== PROBLEM SET ==
1. According to the review of "The Enchanters," on whose behalf had Otash been investigating Monroe?
2. In the records, start at the line containing "Where can the man's hand" and continue through the end of the records. Repeat those lines with "brick wall" swapped for "stone wall", and change nothing else.

== EXTRACT PROVIDED ==
━━━━━━━━

The story begins with "Widespread Panic" protagonist, and Hollywood's sleaziest private eye (i.e. shakedown artist), Freddy Otash getting word that America's biggest star, Marilyn Monroe, has been found dead. What looks to the outside world as an accidental overdose, or possible suicide, is to Freddy anything but. Otash had been investgating Monroe at the behest of Jimmy Hoffa in the hopes of taking some of the luster off the Kennedy's and Camelot. After months of surveillance, wiretaps, and almost banal brutality, Otash has seen how volatile, dangerous, and uncontrollable her life had become in the year leading up to her death. What follows is an investigation that takes Otash straight to the black heart of 1960's Hollywood like a shot of adrenaline. Like the Ellroy of old, the author gives "The Enchanters" a pace that grips you by the throat and squeezes. Political intrigue, Cold War paranoia, Hollywood exploitation, and casual violence abound. In “The Enchanters”, Ellroy plays with the conspiracies surrounding Monroe's death in much the same way he played with the JFK assassination conspiracies in "American Tabloid". He exhaustively studied the actual historical event and uses it as a jumping off point to craft a narrative that is entirely his. And while "American Tabloid" might be his finest work, "The Enchanters" is no less impressive, no less compelling, and no less engrossing.
History geeks and readers new to the Ellroy style might need to prepare themselves for a...let us be polite and say "less than reverential" look at historical figures like Monroe, Jack & Robert Kennedy, and many others, however. At this point, any practiced Ellroy reader is entirely cynical and jaded (myself included) and very well aware that "America was never innocent". If, however, you are new to the works of James Ellroy, do prepare yourself. The casual racism, sexism, homophobia (to say nothing of violence) of the setting are in abundance and so is Ellroy's own nihilistic sensibilities in regards to power and the people who wield it. This is not the reverential "icon of the silver screen" take on Monroe we’re all used to. Ellroy writes her as an exploited, mentally unstable, almost pathetic fantasist who is entirely in over her head and blind to the very real danger she's in. JFK is not written as the inspiring, noble, and progressive president most americans hold in such high esteem. Ellroy establishes him as a philandering, exploitative, hypocritical trust-fund baby. Even Otash himself, a real historical figure that Ellroy himself had met a time or two is not spared from a scalding characterization and the contempt the author feels for the man is palpable. This iconoclastic take on titanic figures of American history is not out of the ordinary for Ellroy however, and the characterizations never take the reader out of the novel.

━━━━━━━━

Photo-based point labeling data:
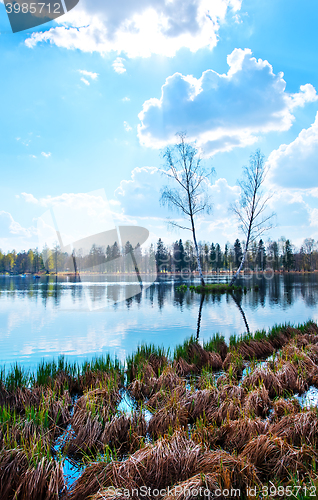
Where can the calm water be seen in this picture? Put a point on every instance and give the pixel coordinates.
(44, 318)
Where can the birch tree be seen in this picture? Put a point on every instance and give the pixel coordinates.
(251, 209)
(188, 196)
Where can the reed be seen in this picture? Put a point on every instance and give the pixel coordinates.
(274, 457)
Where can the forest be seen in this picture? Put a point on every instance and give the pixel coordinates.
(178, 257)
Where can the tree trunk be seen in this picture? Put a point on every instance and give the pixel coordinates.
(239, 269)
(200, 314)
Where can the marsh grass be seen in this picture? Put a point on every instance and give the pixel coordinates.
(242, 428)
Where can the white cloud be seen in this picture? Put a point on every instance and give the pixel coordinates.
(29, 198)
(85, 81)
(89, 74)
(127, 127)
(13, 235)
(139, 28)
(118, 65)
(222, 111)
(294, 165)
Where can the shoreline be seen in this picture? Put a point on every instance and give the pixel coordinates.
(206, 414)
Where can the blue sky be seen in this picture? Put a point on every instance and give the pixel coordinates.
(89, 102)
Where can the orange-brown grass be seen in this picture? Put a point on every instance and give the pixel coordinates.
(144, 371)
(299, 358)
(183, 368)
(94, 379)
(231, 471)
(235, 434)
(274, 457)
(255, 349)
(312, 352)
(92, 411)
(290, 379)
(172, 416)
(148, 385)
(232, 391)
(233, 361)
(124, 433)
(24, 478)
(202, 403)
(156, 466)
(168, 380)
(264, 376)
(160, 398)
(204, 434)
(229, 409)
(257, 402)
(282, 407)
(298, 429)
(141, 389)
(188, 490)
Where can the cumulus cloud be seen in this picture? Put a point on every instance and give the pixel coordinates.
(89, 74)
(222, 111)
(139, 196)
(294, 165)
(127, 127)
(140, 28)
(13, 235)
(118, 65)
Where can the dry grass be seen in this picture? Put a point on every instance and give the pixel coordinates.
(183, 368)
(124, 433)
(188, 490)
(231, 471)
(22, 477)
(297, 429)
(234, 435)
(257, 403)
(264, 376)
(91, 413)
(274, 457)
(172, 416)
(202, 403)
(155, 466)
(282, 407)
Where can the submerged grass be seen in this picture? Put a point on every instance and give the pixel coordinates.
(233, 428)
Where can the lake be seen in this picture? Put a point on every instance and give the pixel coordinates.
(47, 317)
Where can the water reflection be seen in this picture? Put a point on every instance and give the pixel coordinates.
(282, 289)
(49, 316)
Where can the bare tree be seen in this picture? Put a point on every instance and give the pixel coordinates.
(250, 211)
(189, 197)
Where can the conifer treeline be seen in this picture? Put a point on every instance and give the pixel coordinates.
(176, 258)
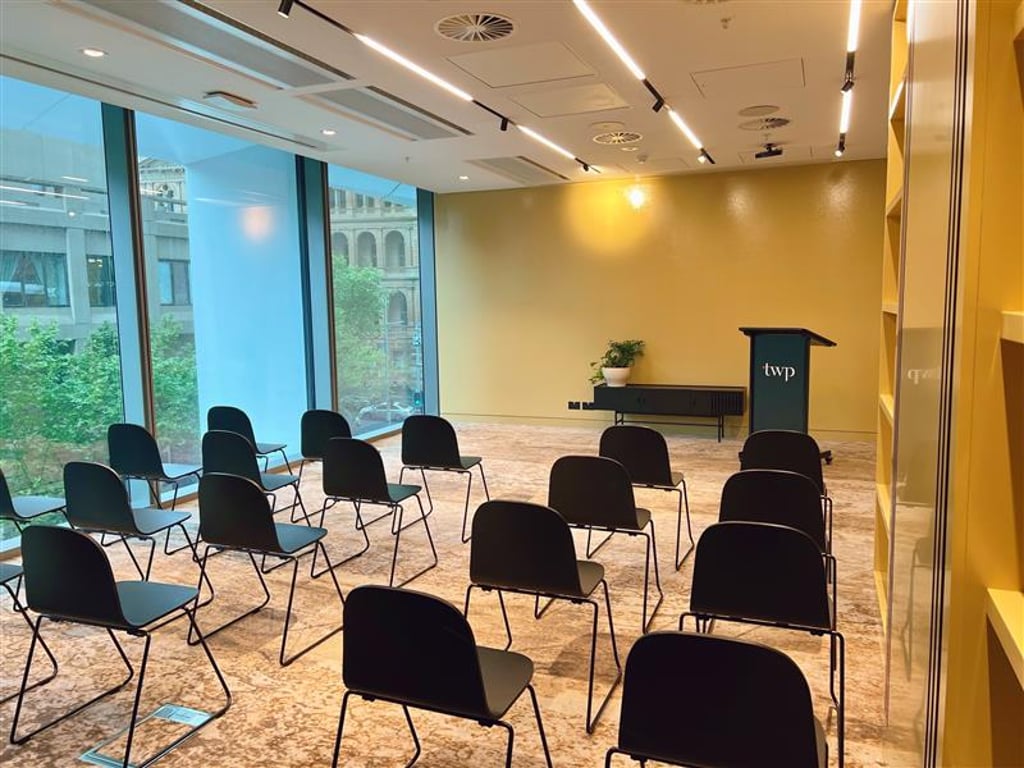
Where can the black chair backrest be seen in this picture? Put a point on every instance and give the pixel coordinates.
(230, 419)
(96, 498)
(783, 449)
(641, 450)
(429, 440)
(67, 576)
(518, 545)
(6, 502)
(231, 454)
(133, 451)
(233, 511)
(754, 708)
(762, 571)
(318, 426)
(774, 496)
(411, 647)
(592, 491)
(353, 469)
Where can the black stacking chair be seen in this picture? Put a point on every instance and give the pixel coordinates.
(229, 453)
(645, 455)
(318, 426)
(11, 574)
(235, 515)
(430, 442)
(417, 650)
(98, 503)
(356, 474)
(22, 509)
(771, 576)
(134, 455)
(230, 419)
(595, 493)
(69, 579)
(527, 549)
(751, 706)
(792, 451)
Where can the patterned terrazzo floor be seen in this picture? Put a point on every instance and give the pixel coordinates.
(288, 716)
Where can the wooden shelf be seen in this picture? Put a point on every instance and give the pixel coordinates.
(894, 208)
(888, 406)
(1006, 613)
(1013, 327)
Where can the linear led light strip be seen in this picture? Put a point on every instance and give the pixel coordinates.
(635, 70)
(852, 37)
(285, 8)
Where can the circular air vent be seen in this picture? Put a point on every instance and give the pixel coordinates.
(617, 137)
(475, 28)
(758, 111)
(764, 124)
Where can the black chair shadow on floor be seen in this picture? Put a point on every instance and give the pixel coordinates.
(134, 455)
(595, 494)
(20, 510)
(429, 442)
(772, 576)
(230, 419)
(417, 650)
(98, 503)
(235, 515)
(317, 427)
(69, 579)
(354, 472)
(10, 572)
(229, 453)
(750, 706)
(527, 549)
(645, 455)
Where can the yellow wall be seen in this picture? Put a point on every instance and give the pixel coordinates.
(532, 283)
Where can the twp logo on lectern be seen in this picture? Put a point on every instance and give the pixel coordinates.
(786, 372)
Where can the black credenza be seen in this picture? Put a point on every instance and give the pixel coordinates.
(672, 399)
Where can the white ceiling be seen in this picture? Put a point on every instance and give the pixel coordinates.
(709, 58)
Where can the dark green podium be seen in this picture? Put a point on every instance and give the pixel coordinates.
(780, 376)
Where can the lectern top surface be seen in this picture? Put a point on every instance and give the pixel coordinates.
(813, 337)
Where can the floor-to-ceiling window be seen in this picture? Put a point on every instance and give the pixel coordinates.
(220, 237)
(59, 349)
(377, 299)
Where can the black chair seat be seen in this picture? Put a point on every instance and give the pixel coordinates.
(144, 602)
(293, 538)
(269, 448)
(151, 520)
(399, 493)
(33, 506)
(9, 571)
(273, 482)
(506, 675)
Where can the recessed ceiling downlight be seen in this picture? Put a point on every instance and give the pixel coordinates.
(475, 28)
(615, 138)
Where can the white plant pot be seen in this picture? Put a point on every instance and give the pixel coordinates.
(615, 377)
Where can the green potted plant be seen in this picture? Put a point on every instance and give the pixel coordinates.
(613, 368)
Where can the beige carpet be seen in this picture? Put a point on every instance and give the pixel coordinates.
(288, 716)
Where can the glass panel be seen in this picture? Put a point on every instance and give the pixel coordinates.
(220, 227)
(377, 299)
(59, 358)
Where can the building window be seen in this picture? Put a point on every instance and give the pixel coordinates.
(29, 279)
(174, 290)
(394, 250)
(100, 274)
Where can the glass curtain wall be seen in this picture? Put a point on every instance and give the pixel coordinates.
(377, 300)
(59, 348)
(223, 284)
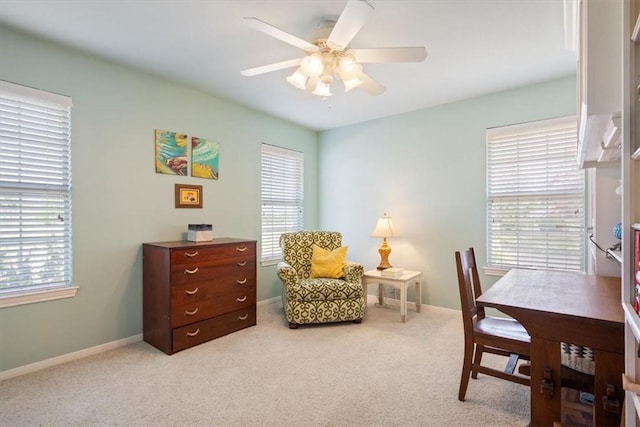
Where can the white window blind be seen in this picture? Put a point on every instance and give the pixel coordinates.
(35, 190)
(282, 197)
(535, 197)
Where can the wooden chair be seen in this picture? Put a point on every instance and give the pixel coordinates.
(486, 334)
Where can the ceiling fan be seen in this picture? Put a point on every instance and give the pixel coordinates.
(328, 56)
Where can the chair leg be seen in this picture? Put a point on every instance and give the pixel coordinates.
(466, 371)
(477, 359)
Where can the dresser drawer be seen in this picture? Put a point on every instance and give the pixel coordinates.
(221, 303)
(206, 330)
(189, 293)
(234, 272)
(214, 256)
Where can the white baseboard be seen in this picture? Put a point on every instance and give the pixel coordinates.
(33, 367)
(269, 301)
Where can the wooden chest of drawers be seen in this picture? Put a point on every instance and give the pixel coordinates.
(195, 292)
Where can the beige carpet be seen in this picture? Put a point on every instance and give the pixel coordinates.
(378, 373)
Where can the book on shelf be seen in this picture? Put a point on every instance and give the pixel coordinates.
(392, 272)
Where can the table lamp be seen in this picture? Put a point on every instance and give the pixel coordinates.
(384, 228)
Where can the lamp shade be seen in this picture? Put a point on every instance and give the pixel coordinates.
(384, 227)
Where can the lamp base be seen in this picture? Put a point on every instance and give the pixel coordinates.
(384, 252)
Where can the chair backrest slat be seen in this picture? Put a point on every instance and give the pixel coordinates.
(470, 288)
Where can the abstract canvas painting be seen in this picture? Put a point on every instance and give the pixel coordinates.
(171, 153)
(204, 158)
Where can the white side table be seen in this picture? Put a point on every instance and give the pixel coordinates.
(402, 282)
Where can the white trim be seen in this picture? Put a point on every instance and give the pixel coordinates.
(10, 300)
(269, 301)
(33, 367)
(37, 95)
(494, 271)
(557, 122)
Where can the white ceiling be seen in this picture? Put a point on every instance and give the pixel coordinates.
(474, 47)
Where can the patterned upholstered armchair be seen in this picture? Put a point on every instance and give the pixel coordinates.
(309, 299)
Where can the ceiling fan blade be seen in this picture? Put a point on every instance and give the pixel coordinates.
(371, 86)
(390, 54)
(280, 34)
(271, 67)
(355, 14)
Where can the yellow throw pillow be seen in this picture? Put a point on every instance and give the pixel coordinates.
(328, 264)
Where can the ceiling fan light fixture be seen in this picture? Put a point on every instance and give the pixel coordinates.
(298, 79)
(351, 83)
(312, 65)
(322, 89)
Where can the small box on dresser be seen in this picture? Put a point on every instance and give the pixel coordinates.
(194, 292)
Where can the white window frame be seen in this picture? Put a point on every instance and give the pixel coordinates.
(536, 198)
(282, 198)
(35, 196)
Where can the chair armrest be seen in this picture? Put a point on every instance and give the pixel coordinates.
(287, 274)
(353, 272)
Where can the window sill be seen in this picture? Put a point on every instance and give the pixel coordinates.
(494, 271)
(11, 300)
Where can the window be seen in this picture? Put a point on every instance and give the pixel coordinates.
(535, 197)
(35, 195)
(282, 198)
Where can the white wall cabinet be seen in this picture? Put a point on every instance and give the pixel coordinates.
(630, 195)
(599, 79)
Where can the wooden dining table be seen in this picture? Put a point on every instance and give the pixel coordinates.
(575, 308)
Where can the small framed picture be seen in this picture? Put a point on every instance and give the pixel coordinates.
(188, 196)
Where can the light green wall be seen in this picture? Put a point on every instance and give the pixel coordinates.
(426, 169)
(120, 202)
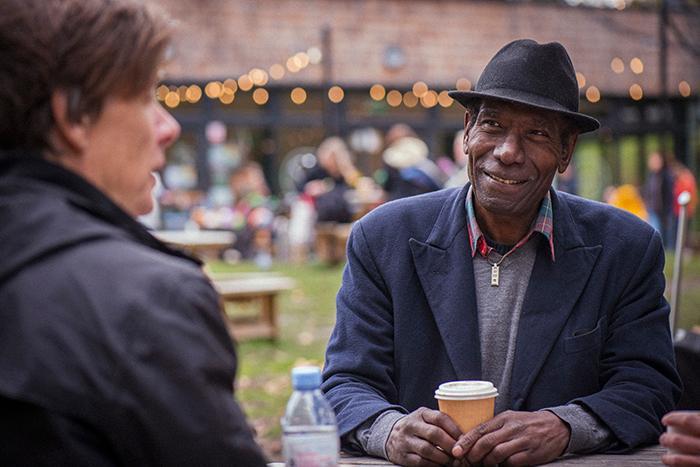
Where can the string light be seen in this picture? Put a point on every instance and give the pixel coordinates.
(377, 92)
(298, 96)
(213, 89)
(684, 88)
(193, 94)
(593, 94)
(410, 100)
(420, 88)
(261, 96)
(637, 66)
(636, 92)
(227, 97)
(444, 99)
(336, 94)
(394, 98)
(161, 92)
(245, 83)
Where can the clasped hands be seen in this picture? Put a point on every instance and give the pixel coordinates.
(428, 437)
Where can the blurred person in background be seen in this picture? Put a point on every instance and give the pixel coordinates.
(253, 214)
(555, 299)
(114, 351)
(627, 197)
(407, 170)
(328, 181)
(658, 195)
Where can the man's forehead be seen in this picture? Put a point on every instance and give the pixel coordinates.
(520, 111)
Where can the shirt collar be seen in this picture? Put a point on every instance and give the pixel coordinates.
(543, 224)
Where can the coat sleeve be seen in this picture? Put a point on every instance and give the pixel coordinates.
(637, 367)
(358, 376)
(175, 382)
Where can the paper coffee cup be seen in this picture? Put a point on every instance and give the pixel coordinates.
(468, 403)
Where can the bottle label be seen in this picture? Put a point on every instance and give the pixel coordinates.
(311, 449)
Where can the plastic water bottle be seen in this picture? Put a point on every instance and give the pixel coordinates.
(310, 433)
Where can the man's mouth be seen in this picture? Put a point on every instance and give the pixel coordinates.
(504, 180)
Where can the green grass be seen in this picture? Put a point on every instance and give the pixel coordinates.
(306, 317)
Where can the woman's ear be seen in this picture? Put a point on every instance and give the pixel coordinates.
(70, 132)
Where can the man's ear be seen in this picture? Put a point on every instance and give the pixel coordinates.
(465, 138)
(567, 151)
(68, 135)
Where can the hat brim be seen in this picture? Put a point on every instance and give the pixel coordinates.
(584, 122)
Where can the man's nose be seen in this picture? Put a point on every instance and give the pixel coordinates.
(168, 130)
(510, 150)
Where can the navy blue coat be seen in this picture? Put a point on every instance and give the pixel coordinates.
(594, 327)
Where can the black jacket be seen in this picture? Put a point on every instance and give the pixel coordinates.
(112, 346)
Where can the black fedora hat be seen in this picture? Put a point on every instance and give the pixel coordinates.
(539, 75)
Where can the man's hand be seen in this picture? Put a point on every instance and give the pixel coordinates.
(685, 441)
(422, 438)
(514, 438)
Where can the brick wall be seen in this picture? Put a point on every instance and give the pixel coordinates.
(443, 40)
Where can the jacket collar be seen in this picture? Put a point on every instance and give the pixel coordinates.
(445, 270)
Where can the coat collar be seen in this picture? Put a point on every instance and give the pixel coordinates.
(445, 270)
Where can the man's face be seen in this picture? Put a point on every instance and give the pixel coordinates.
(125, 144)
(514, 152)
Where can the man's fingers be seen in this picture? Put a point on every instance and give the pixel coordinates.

━━━━━━━━

== SOLUTIONS IN ORDER ==
1. Jimmy Hoffa

2.
Where can the man's hand be seen in this picture? Put a point on every instance and give the pixel coordinates.
(685, 441)
(422, 438)
(514, 438)
Where can the stone wall be seen in this picture? Put a point on every instance and give the pixel coordinates.
(443, 40)
Where can the jacket collar be seen in this picture? Put a point on every instance and give the pixel coordinates.
(445, 270)
Where can the coat collar be seen in this picture? Put a point on every instance and give the pixel coordinates.
(445, 270)
Where can the man's face be seen in this picture? Put a point on every instance and give the pixel coordinates.
(125, 144)
(514, 152)
Where can the man's fingers be seen in this picture? Put a point on every instance and give the pixel coordinates.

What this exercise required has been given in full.